» Input:

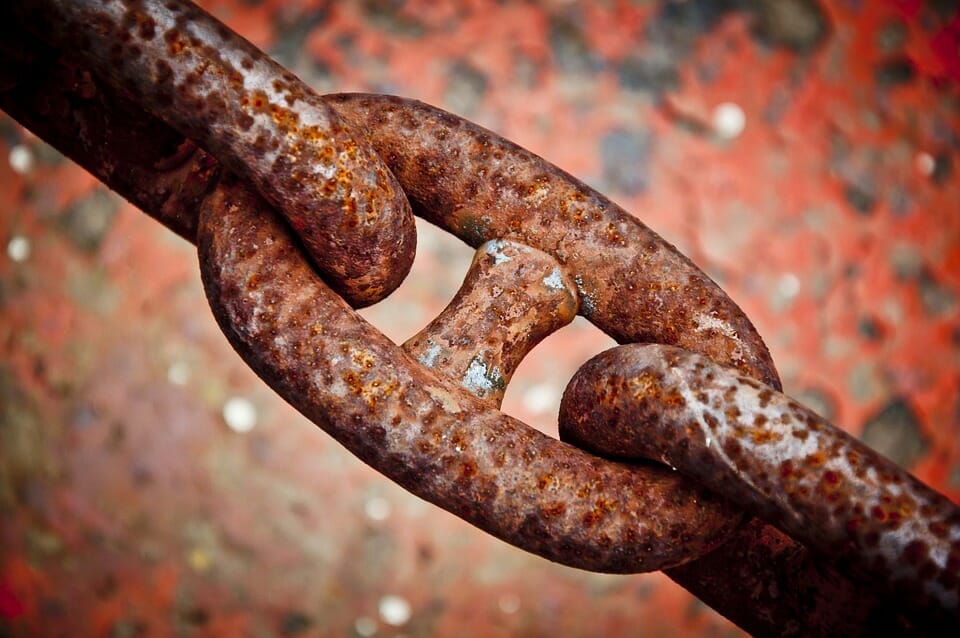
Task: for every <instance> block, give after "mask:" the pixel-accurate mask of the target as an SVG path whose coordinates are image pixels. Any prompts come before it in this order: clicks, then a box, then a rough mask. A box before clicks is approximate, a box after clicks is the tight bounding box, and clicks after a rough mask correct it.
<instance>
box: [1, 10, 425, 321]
mask: <svg viewBox="0 0 960 638" xmlns="http://www.w3.org/2000/svg"><path fill="white" fill-rule="evenodd" d="M14 5H15V6H14V11H16V12H17V15H18V16H19V18H20V19H21V20H22V21H23V24H24V25H25V26H27V27H28V28H30V29H31V30H33V31H34V32H35V33H36V34H37V35H38V36H39V37H41V38H42V39H44V40H46V41H48V42H50V43H51V44H53V45H55V46H56V47H57V48H59V49H60V50H70V51H74V52H75V54H76V58H77V59H78V60H82V61H83V62H84V63H86V64H89V65H90V66H91V67H93V68H95V69H96V70H97V72H98V73H99V75H100V77H101V79H103V80H104V81H106V82H108V83H110V84H111V85H112V86H113V87H115V88H116V89H118V90H119V91H121V92H124V93H126V94H129V95H130V96H131V97H132V98H133V99H134V100H136V102H137V103H138V104H140V105H141V106H143V107H146V108H147V109H148V110H150V111H151V112H152V113H153V114H154V115H156V116H158V117H160V118H161V119H163V120H164V121H165V122H167V123H168V124H169V125H171V126H172V127H173V128H175V129H177V130H178V131H180V132H181V133H182V134H183V135H185V136H186V137H188V138H190V139H192V140H194V141H196V142H197V143H198V144H199V145H200V146H201V147H203V148H204V149H206V150H208V151H209V152H210V153H211V154H213V155H214V156H216V157H217V158H218V159H219V160H220V161H221V162H223V163H224V164H225V165H226V167H227V168H229V169H230V170H231V171H233V172H235V173H236V174H237V175H239V176H240V177H242V178H244V179H246V180H248V181H249V182H250V183H251V184H252V185H253V186H254V187H255V188H256V189H257V190H258V192H259V193H260V194H261V195H262V196H263V197H264V198H265V199H266V200H267V201H269V202H270V203H271V204H273V205H274V206H275V207H276V209H277V210H279V211H281V212H282V213H283V214H284V215H285V216H286V218H287V220H288V221H289V222H290V224H291V225H292V226H293V227H294V228H295V229H296V231H297V234H298V236H299V237H300V239H301V241H303V243H304V245H305V246H306V248H307V251H308V252H309V254H310V257H311V259H312V260H313V261H314V263H315V264H316V265H317V267H318V268H319V269H320V270H321V272H324V273H326V274H327V275H328V281H330V282H331V285H333V287H334V288H335V289H336V291H337V292H338V293H339V294H341V295H342V296H343V297H344V298H346V299H348V300H349V301H350V302H351V303H352V304H354V305H355V306H362V305H367V304H370V303H373V302H375V301H379V300H380V299H382V298H383V297H385V296H386V295H388V294H389V293H390V292H392V291H393V290H394V289H395V288H396V287H397V286H398V285H399V284H400V282H401V281H403V278H404V277H405V276H406V274H407V272H408V271H409V269H410V266H411V264H412V263H413V255H414V252H415V243H416V232H415V229H414V226H413V217H412V215H411V213H410V208H409V204H408V203H407V201H406V198H405V197H404V194H403V191H402V190H401V189H400V187H399V185H398V184H397V182H396V180H394V178H393V176H392V175H391V174H390V171H389V170H387V168H386V167H385V166H384V164H383V163H382V162H381V161H380V160H379V158H378V157H377V155H376V154H375V153H374V152H373V151H372V150H371V149H370V147H369V146H368V145H367V144H366V143H365V142H363V141H361V140H359V139H356V138H354V137H353V136H352V135H351V134H350V132H349V131H348V130H347V129H346V128H345V127H344V126H343V124H342V123H341V122H340V119H339V118H338V117H337V115H336V113H334V112H333V111H332V110H331V109H330V108H329V107H328V106H327V104H326V103H325V102H324V101H323V100H322V99H320V97H319V96H318V95H317V94H316V93H315V92H313V91H312V90H311V89H310V88H309V87H307V86H306V85H305V84H304V83H303V82H302V81H301V80H299V79H298V78H297V77H296V76H295V75H293V74H292V73H290V72H289V71H286V70H285V69H284V68H283V67H281V66H280V65H278V64H277V63H276V62H274V61H272V60H271V59H270V58H269V57H267V56H266V55H265V54H264V53H263V52H262V51H260V50H258V49H257V48H256V47H255V46H253V45H252V44H250V43H249V42H247V41H246V40H244V39H243V38H241V37H240V36H238V35H237V34H235V33H233V32H232V31H230V30H229V29H228V28H227V27H226V26H225V25H223V24H222V23H220V22H219V21H217V20H216V19H215V18H213V17H212V16H210V15H209V14H208V13H206V12H205V11H203V10H202V9H200V8H199V7H197V6H196V5H194V4H193V3H190V2H186V1H183V0H165V1H163V2H160V1H158V0H107V1H100V0H30V1H25V2H17V3H14Z"/></svg>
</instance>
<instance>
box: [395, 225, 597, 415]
mask: <svg viewBox="0 0 960 638" xmlns="http://www.w3.org/2000/svg"><path fill="white" fill-rule="evenodd" d="M577 306H578V303H577V289H576V287H575V284H574V282H573V279H572V278H571V277H570V276H569V275H567V274H566V273H565V272H564V271H563V270H562V269H561V267H560V265H559V264H558V263H557V262H556V260H554V259H553V258H552V257H550V256H549V255H547V254H546V253H544V252H542V251H539V250H537V249H535V248H530V247H529V246H524V245H523V244H518V243H515V242H511V241H500V240H493V241H490V242H487V243H486V244H484V245H482V246H481V247H480V248H479V249H478V250H477V253H476V255H475V256H474V259H473V263H472V264H471V266H470V270H469V271H468V272H467V276H466V277H465V279H464V282H463V285H462V286H461V287H460V290H459V291H458V292H457V295H456V297H454V299H453V301H451V302H450V304H449V305H448V306H447V307H446V308H445V309H444V311H443V312H441V313H440V314H439V315H438V316H437V318H436V319H434V320H433V321H431V322H430V325H429V326H427V327H426V328H424V329H423V330H422V331H420V332H419V333H418V334H417V335H415V336H413V337H411V338H410V339H408V340H407V341H406V342H405V343H404V344H403V349H404V350H406V351H407V353H408V354H409V355H410V356H412V357H413V358H415V359H416V360H417V361H419V362H420V363H421V364H423V365H424V366H426V367H428V368H430V369H432V370H435V371H436V372H437V373H439V374H442V375H443V376H446V377H449V378H451V379H454V380H455V381H458V382H459V383H460V385H461V386H463V387H464V388H466V389H467V390H468V391H470V392H471V393H472V394H474V395H475V396H477V397H478V398H480V399H486V401H487V403H488V404H489V405H491V406H492V407H495V408H499V407H500V404H501V403H502V402H503V394H504V392H505V391H506V389H507V384H508V383H510V379H511V378H512V377H513V373H514V372H515V371H516V369H517V366H518V365H520V361H521V360H523V357H524V356H526V355H527V353H529V352H530V350H532V349H533V347H534V346H536V345H537V344H538V343H539V342H540V341H542V340H543V339H544V338H545V337H547V336H548V335H549V334H550V333H552V332H554V331H555V330H558V329H559V328H562V327H563V326H565V325H567V324H568V323H570V322H571V321H573V318H574V317H575V316H576V314H577Z"/></svg>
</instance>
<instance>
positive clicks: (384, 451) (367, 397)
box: [0, 0, 960, 635]
mask: <svg viewBox="0 0 960 638" xmlns="http://www.w3.org/2000/svg"><path fill="white" fill-rule="evenodd" d="M12 11H13V13H14V16H15V19H14V20H8V21H4V22H5V24H6V25H7V26H5V27H4V29H5V31H10V32H9V33H5V36H7V37H6V38H5V39H6V42H7V44H5V45H4V46H3V48H2V49H0V54H2V55H3V56H6V57H11V56H13V55H14V54H13V53H10V52H11V51H14V50H15V51H17V53H16V55H17V60H18V67H17V68H18V69H19V70H13V71H9V72H8V73H9V77H8V76H7V75H4V76H3V77H2V78H0V80H3V81H2V82H0V108H3V109H4V110H6V111H7V112H9V113H10V114H11V115H13V116H14V117H16V118H18V119H19V120H20V121H21V122H23V123H24V125H26V126H27V127H29V128H31V129H32V130H34V131H35V132H36V133H37V134H38V135H40V136H41V137H43V138H44V139H46V140H47V141H49V142H50V143H52V144H53V145H54V146H57V147H58V148H60V149H61V150H62V151H63V152H65V153H66V154H67V155H69V156H71V157H72V158H74V159H75V160H77V161H78V162H80V163H81V164H82V165H84V166H85V167H86V168H87V169H88V170H90V171H91V172H92V173H93V174H95V175H96V176H97V177H99V178H100V179H101V180H103V181H104V182H105V183H107V184H108V185H110V186H111V187H112V188H114V189H116V190H117V191H118V192H120V193H121V194H122V195H124V196H125V197H127V198H128V199H130V200H131V201H132V202H133V203H135V204H136V205H137V206H139V207H141V208H142V209H143V210H144V211H146V212H148V213H149V214H151V215H153V216H154V217H156V218H157V219H159V220H160V221H161V222H163V223H165V224H167V225H168V226H170V227H171V228H172V229H174V230H175V231H176V232H178V233H180V234H181V235H183V236H184V237H186V238H187V239H189V240H191V241H195V242H196V243H197V244H198V248H199V253H200V269H201V275H202V278H203V282H204V287H205V290H206V292H207V296H208V299H209V301H210V304H211V307H212V308H213V311H214V314H215V316H216V317H217V320H218V321H219V323H220V325H221V327H222V329H223V331H224V333H225V334H226V335H227V337H228V338H229V340H230V341H231V343H232V344H233V346H234V347H235V348H236V349H237V350H238V352H240V354H241V355H242V356H243V357H244V359H245V360H246V361H247V363H248V364H249V365H250V366H251V367H252V368H253V369H254V370H256V372H257V373H258V374H259V375H260V376H261V378H263V379H264V380H265V381H266V382H267V383H268V384H270V385H271V386H272V387H273V388H274V389H275V390H276V391H277V392H278V393H279V394H280V395H281V396H283V397H284V398H285V399H286V400H287V401H288V402H290V403H291V404H292V405H294V406H295V407H296V408H297V409H298V410H300V411H301V412H302V413H304V414H305V415H306V416H307V417H308V418H310V419H311V420H313V421H314V422H315V423H317V424H318V425H319V426H320V427H322V428H323V429H324V430H326V431H327V432H328V433H330V434H331V435H332V436H334V437H335V438H336V439H337V440H338V441H340V442H341V443H343V444H344V445H345V446H346V447H347V448H349V449H350V450H351V451H352V452H353V453H355V454H356V455H357V456H358V457H360V458H361V459H363V460H364V461H366V462H367V463H369V464H370V465H372V466H373V467H374V468H376V469H377V470H379V471H380V472H382V473H384V474H385V475H387V476H389V477H390V478H392V479H393V480H395V481H396V482H398V483H399V484H401V485H403V486H404V487H406V488H407V489H409V490H410V491H411V492H413V493H415V494H417V495H419V496H421V497H423V498H425V499H427V500H429V501H431V502H433V503H436V504H437V505H439V506H441V507H443V508H444V509H447V510H448V511H451V512H453V513H455V514H457V515H458V516H460V517H462V518H464V519H465V520H467V521H469V522H471V523H472V524H474V525H476V526H478V527H480V528H482V529H484V530H486V531H488V532H490V533H491V534H494V535H496V536H497V537H499V538H502V539H504V540H506V541H508V542H510V543H512V544H514V545H516V546H518V547H522V548H524V549H527V550H529V551H532V552H535V553H537V554H540V555H541V556H544V557H546V558H549V559H551V560H555V561H558V562H561V563H564V564H568V565H572V566H576V567H580V568H584V569H591V570H597V571H607V572H620V573H627V572H638V571H649V570H656V569H665V570H667V573H668V574H669V575H670V576H671V577H672V578H674V579H675V580H677V582H679V583H680V584H682V585H683V586H685V587H686V588H688V589H689V590H690V591H692V592H693V593H694V594H695V595H697V596H699V597H700V598H701V599H703V600H704V601H705V602H707V603H708V604H710V605H711V606H713V607H714V608H716V609H717V610H718V611H720V612H721V613H723V614H724V615H726V616H727V617H728V618H730V619H731V620H733V621H734V622H736V623H737V624H739V625H740V626H742V627H744V628H745V629H747V630H748V631H750V632H751V633H755V634H758V635H836V634H843V635H863V634H868V633H871V632H875V631H879V630H881V629H883V628H885V627H887V628H889V627H896V628H897V629H899V630H900V631H903V632H909V631H914V632H928V633H929V632H931V631H934V630H935V629H936V628H941V629H942V627H943V626H945V625H943V624H942V623H943V622H944V621H946V622H948V623H952V624H955V623H956V621H957V614H958V611H957V608H958V596H960V584H958V573H960V513H958V508H957V507H956V506H955V505H954V504H952V503H951V502H949V501H948V500H947V499H946V498H944V497H942V496H940V495H939V494H936V493H935V492H932V491H931V490H929V488H927V487H925V486H923V485H922V484H920V483H919V482H918V481H916V479H914V478H912V477H910V476H909V475H908V474H906V473H905V472H902V471H901V470H899V469H897V468H895V467H893V466H892V464H890V463H889V462H887V461H885V460H884V459H882V458H880V457H879V456H878V455H876V454H875V453H873V452H871V451H870V450H868V449H866V448H864V447H863V446H862V445H861V444H859V443H858V442H856V441H855V440H853V439H851V438H849V437H844V436H843V435H842V434H841V433H839V431H838V430H836V429H835V428H833V426H831V425H829V424H827V423H825V422H823V421H822V420H820V419H819V418H818V417H816V416H815V415H812V414H811V413H809V412H807V411H805V410H804V409H803V408H801V407H800V406H796V405H795V404H793V403H791V402H789V401H788V400H787V399H785V398H783V397H782V395H780V394H779V393H778V392H776V390H779V389H780V388H779V380H778V378H777V374H776V371H775V369H774V367H773V363H772V361H771V360H770V357H769V353H768V352H767V350H766V347H765V346H764V345H763V342H762V340H761V339H760V337H759V335H758V334H757V333H756V331H755V329H754V328H753V326H752V325H751V323H750V321H749V320H748V318H746V317H745V316H744V315H743V313H742V312H741V311H740V310H739V308H738V307H737V306H736V305H735V304H734V302H733V301H731V300H730V299H729V298H728V297H727V295H726V294H724V293H723V291H722V290H720V289H719V288H718V287H717V286H716V284H714V283H713V282H712V281H711V280H710V279H709V278H708V277H707V276H706V275H704V274H703V273H702V272H701V271H700V270H699V269H697V268H696V267H695V266H694V265H693V264H692V263H690V262H689V260H687V259H686V258H685V257H684V256H682V255H681V254H679V253H678V252H676V251H675V250H674V249H673V248H672V247H671V246H670V245H669V244H667V243H666V242H664V241H663V240H662V239H661V238H660V237H659V236H657V235H656V234H655V233H654V232H653V231H651V230H650V229H648V228H647V227H646V226H644V225H643V224H642V223H641V222H639V221H638V220H636V218H634V217H633V216H631V215H630V214H628V213H627V212H626V211H623V210H622V209H620V208H619V207H618V206H616V205H615V204H613V203H612V202H610V201H609V200H607V199H606V198H605V197H603V196H602V195H600V194H599V193H596V192H595V191H593V190H592V189H590V188H589V187H587V186H585V185H583V184H582V183H580V182H579V181H577V180H576V179H574V178H573V177H571V176H570V175H568V174H566V173H564V172H563V171H561V170H560V169H558V168H556V167H555V166H553V165H551V164H549V163H548V162H546V161H545V160H543V159H541V158H539V157H537V156H535V155H533V154H531V153H529V152H528V151H526V150H524V149H522V148H519V147H517V146H516V145H514V144H512V143H510V142H508V141H506V140H504V139H502V138H500V137H498V136H496V135H495V134H493V133H491V132H489V131H487V130H485V129H482V128H481V127H478V126H476V125H474V124H472V123H470V122H468V121H466V120H463V119H461V118H458V117H456V116H454V115H452V114H449V113H446V112H444V111H441V110H439V109H436V108H433V107H430V106H428V105H425V104H421V103H418V102H414V101H411V100H405V99H401V98H394V97H388V96H381V95H334V96H324V97H320V96H317V95H316V94H314V93H313V92H312V91H311V90H310V89H309V88H308V87H306V86H305V85H303V84H302V83H301V82H300V81H299V80H298V79H297V78H295V77H294V76H293V75H292V74H290V73H289V72H287V71H285V70H284V69H282V68H281V67H279V66H278V65H276V64H275V63H273V62H272V61H270V60H269V59H268V58H267V57H266V56H265V55H264V54H263V53H262V52H259V51H258V50H256V49H255V48H254V47H253V46H252V45H250V44H249V43H248V42H246V41H245V40H243V39H242V38H241V37H239V36H238V35H236V34H234V33H232V32H231V31H229V29H227V28H226V27H225V26H224V25H222V24H220V23H219V22H217V21H216V20H215V19H214V18H212V17H211V16H209V15H208V14H207V13H205V12H203V11H202V10H201V9H199V8H197V7H196V6H194V5H192V4H191V3H189V2H186V1H183V0H167V1H164V2H159V1H151V0H140V1H134V0H129V1H121V0H112V1H104V2H97V1H93V0H80V1H67V0H62V1H57V0H29V1H28V0H23V1H20V2H16V3H15V4H14V7H13V8H12ZM12 24H19V25H22V26H23V27H24V28H25V29H26V30H27V31H29V32H31V33H32V35H26V34H25V33H22V32H21V29H13V30H12V31H11V29H10V25H12ZM13 31H15V32H13ZM35 38H36V39H35ZM67 51H70V52H71V56H70V58H69V59H67V58H65V56H63V52H67ZM74 54H75V55H74ZM78 128H79V130H80V131H81V132H82V134H81V135H77V134H76V132H77V130H78ZM388 169H389V170H388ZM404 195H405V196H406V197H404ZM407 200H409V202H410V204H411V205H412V208H413V211H414V212H416V213H417V214H419V215H421V216H422V217H424V218H426V219H428V220H429V221H431V222H433V223H435V224H437V225H438V226H440V227H442V228H445V229H446V230H448V231H450V232H452V233H453V234H455V235H457V236H458V237H460V238H461V239H463V240H464V241H466V242H467V243H469V244H471V245H473V246H476V247H479V250H478V253H477V257H476V259H475V260H474V264H473V266H472V267H471V270H470V273H468V275H467V279H466V281H465V283H464V287H463V288H462V289H461V292H460V293H459V294H458V296H457V298H456V299H455V300H454V301H453V302H452V304H451V306H450V307H449V308H448V309H447V310H446V311H444V313H443V314H442V315H441V316H440V317H438V318H437V319H436V320H435V321H434V322H433V323H432V324H431V325H430V326H428V328H426V329H425V330H424V331H423V332H421V333H420V334H419V335H416V336H415V337H413V338H412V339H410V340H409V341H408V342H407V343H406V344H404V346H403V347H402V348H401V347H398V346H396V345H395V344H393V343H392V342H390V341H389V340H388V339H387V338H386V337H384V336H383V335H382V334H380V333H379V332H378V331H377V330H375V329H374V328H373V327H372V326H370V325H369V324H367V323H366V322H365V321H363V320H362V319H361V318H360V317H359V316H358V315H357V314H356V313H355V312H354V311H353V310H352V309H351V307H350V305H349V304H352V305H353V306H355V307H356V306H359V305H363V304H366V303H371V302H373V301H376V300H378V299H380V298H382V297H383V296H385V295H386V294H388V293H389V292H390V291H391V290H393V288H395V287H396V286H397V285H398V284H399V283H400V281H402V279H403V277H404V276H405V275H406V273H407V271H408V269H409V266H410V263H411V262H412V258H413V253H414V246H415V236H414V234H413V229H412V228H413V227H412V224H411V221H410V219H411V218H410V214H409V212H410V208H409V206H408V204H407ZM278 213H279V214H280V215H282V217H283V219H281V217H279V216H278ZM284 220H285V221H284ZM294 235H295V236H296V238H295V237H294ZM300 246H303V247H304V248H305V250H302V249H301V248H300ZM318 272H319V274H318ZM344 299H346V300H347V301H344ZM347 302H349V304H348V303H347ZM576 312H579V313H580V314H582V315H583V316H585V317H586V318H588V319H589V320H590V321H592V322H593V323H594V324H595V325H597V326H598V327H600V328H601V329H603V330H604V331H606V332H607V333H608V334H610V335H611V336H613V337H614V338H616V339H617V340H618V341H620V342H621V343H633V342H640V343H654V344H664V345H663V346H646V347H641V346H626V347H625V348H626V349H623V350H621V349H616V350H613V351H611V353H607V354H605V355H602V357H600V358H598V359H596V360H594V361H593V362H591V363H590V364H588V365H587V366H585V368H584V369H583V371H581V373H579V374H578V376H577V377H576V378H575V380H574V381H573V382H571V386H570V387H569V388H568V392H567V393H566V395H565V398H564V402H563V406H562V414H561V427H562V432H563V436H564V437H565V438H567V437H569V438H570V439H571V440H573V441H575V442H576V443H577V445H578V446H581V447H583V448H586V449H593V450H596V451H597V452H600V453H602V454H605V455H608V456H614V457H621V458H623V457H631V458H647V459H653V460H659V461H665V462H666V463H669V464H670V465H673V466H675V467H677V468H678V469H679V470H680V472H675V471H673V469H671V468H670V467H667V466H666V465H656V466H651V465H649V464H644V465H637V464H633V463H623V462H616V461H611V460H606V459H604V458H601V457H599V456H594V455H593V454H590V453H588V452H585V451H583V450H582V449H580V447H574V446H572V445H569V444H567V443H562V442H560V441H557V440H554V439H551V438H549V437H546V436H544V435H542V434H540V433H538V432H536V431H535V430H533V429H532V428H529V427H528V426H526V425H524V424H523V423H521V422H519V421H517V420H516V419H513V418H512V417H510V416H508V415H505V414H503V413H501V412H500V411H499V410H497V407H498V406H499V401H500V398H501V397H502V393H503V390H504V388H505V387H506V384H507V383H508V382H509V379H510V377H511V375H512V372H513V370H514V369H515V367H516V365H517V364H518V363H519V361H520V360H521V359H522V357H523V356H524V355H525V354H526V353H527V352H528V351H529V349H530V348H532V347H533V346H534V345H536V343H537V342H539V341H540V340H541V339H542V338H543V337H545V336H546V335H547V334H549V333H550V332H551V331H553V330H555V329H557V328H559V327H561V326H562V325H564V324H565V323H567V322H569V321H570V319H571V318H572V316H573V315H574V313H576ZM637 348H640V350H637ZM681 349H682V350H681ZM691 353H699V354H691ZM703 357H706V358H703ZM718 364H719V365H718ZM719 366H729V367H730V368H732V369H730V368H723V367H719ZM641 424H643V425H644V427H646V428H647V430H649V431H650V432H651V433H652V434H650V435H649V436H647V435H645V437H646V438H644V437H642V436H640V434H639V430H640V425H641ZM658 436H659V439H658V438H657V437H658ZM788 443H793V446H792V447H791V446H790V445H787V444H788ZM778 446H779V447H778ZM689 476H693V477H695V478H696V479H699V480H700V481H702V484H701V483H698V482H696V481H692V480H690V479H689V478H687V477H689ZM741 508H743V509H741ZM743 511H746V512H748V513H750V514H751V515H757V516H762V517H764V518H765V519H766V520H769V521H772V522H773V523H775V524H777V525H778V526H779V527H780V528H782V529H783V530H785V531H786V532H788V533H790V534H792V535H794V537H795V538H797V539H799V540H801V541H802V542H803V543H805V544H806V545H809V547H811V548H812V549H813V550H815V551H811V550H810V549H808V548H807V547H806V546H804V545H800V544H798V543H797V542H795V541H794V540H792V539H791V538H789V537H787V536H786V535H784V534H783V533H782V532H781V531H779V530H778V529H777V528H775V527H773V526H771V525H769V524H766V523H763V522H761V521H760V520H757V519H752V520H749V521H747V522H746V523H741V517H742V514H741V512H743ZM838 557H839V561H837V559H838ZM835 562H836V565H834V563H835ZM835 566H836V567H839V568H840V569H841V570H842V574H841V572H839V571H837V570H836V569H835V568H834V567H835ZM892 600H895V601H897V604H891V602H890V601H892ZM938 623H940V624H938Z"/></svg>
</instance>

» Task description:
Copy the listing word for word, from its start up to and including the line containing "box: [1, 10, 425, 321]". Omit the picture.

» Completed exercise:
Task: for every <instance> block, give after "mask:" the pixel-accurate mask of the target as an SVG path whose coordinates are image pixels. Any prompts come before it in this order: clicks, then a box, then a rough mask. A box before clicks is approximate, a box after clicks is the tight bounding box, and clicks after a rough mask correct it.
<instance>
box: [1, 10, 425, 321]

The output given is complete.